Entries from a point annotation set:
-=-=-=-=-

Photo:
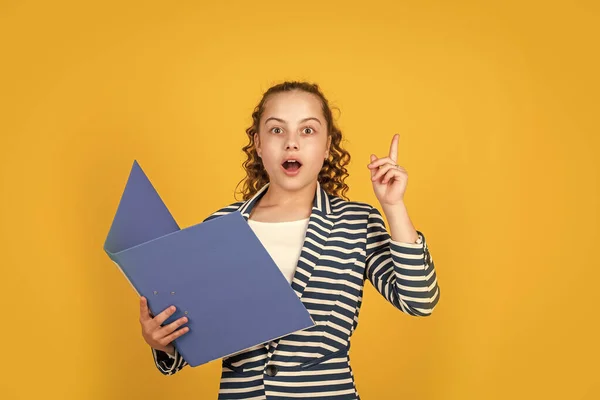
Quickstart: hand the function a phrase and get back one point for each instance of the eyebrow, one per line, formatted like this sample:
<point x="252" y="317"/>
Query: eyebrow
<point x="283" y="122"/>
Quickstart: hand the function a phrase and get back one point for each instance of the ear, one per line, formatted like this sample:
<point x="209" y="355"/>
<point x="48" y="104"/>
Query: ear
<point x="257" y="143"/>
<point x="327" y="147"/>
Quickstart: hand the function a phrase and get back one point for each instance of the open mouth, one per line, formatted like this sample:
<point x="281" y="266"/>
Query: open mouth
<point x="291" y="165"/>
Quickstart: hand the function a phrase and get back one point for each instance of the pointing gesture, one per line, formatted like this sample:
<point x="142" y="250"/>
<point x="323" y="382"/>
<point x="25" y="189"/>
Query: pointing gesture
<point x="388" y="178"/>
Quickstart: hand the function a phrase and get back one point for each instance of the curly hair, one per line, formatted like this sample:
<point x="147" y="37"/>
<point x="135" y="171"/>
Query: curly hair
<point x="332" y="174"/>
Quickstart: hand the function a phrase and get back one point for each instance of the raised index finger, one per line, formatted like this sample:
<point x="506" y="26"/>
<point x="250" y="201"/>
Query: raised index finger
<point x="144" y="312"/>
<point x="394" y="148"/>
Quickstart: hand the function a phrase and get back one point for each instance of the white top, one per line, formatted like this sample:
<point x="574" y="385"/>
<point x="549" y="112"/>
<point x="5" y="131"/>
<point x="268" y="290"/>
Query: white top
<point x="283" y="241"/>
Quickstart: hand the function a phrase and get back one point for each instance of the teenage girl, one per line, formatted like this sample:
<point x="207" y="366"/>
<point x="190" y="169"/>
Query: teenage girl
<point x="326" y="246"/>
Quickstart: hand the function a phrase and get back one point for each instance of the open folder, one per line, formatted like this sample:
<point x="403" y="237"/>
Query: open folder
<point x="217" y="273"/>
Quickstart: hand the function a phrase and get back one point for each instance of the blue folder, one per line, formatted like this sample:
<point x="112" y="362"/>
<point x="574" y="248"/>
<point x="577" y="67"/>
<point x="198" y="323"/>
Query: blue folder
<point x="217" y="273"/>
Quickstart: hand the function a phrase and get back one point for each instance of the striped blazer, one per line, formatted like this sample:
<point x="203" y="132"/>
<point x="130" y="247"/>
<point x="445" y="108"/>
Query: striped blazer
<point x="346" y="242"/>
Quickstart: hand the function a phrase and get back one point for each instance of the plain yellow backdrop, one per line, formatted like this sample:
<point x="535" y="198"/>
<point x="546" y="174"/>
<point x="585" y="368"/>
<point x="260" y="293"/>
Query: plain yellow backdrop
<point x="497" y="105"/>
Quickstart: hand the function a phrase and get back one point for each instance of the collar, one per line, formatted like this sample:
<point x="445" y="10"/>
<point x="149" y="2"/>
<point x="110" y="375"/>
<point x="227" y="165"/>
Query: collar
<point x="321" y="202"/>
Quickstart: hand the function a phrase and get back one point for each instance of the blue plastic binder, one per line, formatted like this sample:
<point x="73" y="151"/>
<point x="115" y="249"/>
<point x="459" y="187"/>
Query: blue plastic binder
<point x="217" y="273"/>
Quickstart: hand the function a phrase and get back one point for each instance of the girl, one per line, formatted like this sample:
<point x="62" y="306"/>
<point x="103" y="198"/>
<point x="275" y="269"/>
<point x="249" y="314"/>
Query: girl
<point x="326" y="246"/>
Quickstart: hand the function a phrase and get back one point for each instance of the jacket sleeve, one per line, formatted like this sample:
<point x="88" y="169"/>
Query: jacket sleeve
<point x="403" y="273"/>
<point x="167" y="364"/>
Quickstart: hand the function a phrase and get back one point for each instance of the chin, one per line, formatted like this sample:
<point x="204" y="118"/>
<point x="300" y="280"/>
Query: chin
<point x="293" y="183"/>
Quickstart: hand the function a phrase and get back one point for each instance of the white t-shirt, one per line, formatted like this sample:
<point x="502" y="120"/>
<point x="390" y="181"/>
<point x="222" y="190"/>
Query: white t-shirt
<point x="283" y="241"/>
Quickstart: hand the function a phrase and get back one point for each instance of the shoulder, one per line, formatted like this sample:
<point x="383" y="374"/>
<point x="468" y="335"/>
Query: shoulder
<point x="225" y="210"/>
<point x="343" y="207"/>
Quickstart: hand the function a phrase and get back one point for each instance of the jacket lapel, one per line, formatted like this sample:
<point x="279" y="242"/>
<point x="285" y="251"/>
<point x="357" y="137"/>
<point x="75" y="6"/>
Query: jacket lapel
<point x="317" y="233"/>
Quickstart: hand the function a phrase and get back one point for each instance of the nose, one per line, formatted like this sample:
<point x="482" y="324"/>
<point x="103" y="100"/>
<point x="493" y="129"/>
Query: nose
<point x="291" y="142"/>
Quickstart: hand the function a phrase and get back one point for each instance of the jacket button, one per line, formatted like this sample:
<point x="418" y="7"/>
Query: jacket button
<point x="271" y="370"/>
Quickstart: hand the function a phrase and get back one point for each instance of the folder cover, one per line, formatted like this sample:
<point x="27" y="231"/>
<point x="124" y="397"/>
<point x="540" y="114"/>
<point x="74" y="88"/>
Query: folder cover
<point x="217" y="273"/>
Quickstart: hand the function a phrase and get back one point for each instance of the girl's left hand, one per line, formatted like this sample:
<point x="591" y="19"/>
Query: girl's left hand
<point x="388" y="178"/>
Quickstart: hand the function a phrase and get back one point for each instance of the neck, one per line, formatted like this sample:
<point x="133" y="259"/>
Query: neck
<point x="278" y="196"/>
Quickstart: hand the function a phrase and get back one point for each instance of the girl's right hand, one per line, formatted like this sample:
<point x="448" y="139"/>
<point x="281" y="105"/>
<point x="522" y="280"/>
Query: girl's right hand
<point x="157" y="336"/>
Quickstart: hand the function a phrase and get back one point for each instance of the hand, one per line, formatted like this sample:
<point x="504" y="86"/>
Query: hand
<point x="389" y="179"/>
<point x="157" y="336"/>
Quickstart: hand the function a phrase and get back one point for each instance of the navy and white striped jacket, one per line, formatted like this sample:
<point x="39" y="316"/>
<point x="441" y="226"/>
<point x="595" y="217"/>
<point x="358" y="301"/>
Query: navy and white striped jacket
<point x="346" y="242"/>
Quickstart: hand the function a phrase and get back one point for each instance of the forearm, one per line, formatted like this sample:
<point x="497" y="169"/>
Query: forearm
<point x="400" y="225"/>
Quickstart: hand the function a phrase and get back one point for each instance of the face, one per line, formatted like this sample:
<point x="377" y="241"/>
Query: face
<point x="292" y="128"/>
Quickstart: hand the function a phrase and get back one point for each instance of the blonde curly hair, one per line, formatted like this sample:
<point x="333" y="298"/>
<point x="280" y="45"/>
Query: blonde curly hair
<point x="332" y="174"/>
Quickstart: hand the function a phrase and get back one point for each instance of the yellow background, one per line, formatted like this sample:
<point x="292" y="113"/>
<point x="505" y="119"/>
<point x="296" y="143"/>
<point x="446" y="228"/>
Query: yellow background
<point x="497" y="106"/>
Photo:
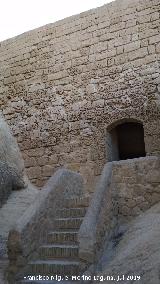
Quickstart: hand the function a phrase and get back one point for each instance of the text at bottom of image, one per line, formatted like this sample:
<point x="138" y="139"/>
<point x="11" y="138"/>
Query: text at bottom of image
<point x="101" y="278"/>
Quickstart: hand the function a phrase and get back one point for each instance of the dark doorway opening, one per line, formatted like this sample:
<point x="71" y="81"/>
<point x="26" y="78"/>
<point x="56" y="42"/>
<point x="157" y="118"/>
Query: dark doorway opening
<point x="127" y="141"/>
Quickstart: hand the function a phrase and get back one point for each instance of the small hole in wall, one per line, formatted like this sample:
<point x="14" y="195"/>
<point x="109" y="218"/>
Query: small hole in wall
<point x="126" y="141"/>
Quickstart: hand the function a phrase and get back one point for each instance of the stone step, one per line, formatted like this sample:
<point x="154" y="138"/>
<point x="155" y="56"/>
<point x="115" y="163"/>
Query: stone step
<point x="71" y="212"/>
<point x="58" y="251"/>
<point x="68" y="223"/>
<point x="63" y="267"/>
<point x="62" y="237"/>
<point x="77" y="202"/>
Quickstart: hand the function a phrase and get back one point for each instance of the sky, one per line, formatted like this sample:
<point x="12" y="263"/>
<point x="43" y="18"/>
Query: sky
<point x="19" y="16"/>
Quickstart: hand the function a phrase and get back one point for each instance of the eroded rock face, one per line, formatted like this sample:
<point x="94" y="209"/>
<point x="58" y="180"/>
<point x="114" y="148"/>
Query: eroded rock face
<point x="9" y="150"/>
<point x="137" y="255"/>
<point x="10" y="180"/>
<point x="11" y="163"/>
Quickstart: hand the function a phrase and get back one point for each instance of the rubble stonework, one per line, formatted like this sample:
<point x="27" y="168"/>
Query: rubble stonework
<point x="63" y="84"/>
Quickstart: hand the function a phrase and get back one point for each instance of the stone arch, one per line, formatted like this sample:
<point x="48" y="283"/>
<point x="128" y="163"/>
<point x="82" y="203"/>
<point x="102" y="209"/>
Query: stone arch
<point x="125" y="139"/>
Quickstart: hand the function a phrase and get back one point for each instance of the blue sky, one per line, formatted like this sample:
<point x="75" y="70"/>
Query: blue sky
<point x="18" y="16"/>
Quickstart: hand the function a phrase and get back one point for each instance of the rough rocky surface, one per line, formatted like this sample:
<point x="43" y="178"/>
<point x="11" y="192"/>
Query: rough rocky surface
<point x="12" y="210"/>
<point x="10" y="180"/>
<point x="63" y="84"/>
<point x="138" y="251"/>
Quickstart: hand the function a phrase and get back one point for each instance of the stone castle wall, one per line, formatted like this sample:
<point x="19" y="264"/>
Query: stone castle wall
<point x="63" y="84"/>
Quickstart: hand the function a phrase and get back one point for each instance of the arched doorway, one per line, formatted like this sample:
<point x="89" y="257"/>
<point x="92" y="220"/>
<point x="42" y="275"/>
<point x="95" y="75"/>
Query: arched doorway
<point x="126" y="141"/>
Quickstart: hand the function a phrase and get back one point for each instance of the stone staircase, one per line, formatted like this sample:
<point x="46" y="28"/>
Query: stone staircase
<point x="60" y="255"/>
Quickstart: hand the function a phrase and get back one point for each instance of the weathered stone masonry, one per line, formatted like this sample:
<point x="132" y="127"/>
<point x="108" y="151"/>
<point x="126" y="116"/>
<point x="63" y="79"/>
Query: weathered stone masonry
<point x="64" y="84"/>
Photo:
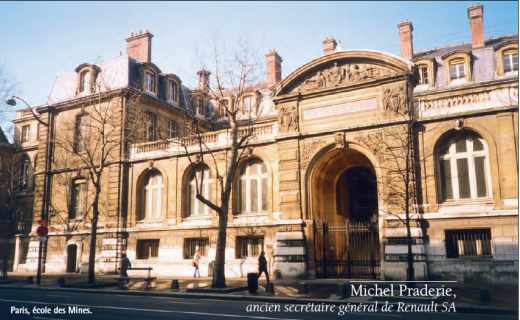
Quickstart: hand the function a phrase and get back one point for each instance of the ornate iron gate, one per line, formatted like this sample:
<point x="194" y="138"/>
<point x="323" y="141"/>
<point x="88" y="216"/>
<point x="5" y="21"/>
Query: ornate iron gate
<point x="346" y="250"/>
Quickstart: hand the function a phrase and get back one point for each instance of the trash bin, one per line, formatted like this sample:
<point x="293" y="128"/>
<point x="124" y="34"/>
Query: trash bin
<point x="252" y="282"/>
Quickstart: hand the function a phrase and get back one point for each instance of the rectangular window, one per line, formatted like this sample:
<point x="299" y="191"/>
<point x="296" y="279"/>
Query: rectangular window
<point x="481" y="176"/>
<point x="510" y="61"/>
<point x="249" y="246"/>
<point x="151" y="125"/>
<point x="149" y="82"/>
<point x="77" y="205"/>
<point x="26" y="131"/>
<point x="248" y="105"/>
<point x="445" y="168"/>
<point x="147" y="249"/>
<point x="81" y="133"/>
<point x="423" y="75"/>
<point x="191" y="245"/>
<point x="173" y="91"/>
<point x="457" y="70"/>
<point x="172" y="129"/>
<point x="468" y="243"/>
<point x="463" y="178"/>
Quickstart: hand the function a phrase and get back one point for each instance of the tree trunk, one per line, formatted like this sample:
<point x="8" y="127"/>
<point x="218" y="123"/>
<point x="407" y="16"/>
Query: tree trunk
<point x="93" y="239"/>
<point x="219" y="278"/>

-=-=-=-=-

• Task to carry out: In the listing above, find the line containing "of the tree", then reproduce it and each line after it through the end, exactly and with nothing added.

• The completed task:
Quickstart: hand the function a phrase and get back one point for each instance of the tree trunk, one per line, formatted like this sample:
<point x="8" y="127"/>
<point x="218" y="123"/>
<point x="407" y="16"/>
Query: tree trunk
<point x="93" y="239"/>
<point x="219" y="278"/>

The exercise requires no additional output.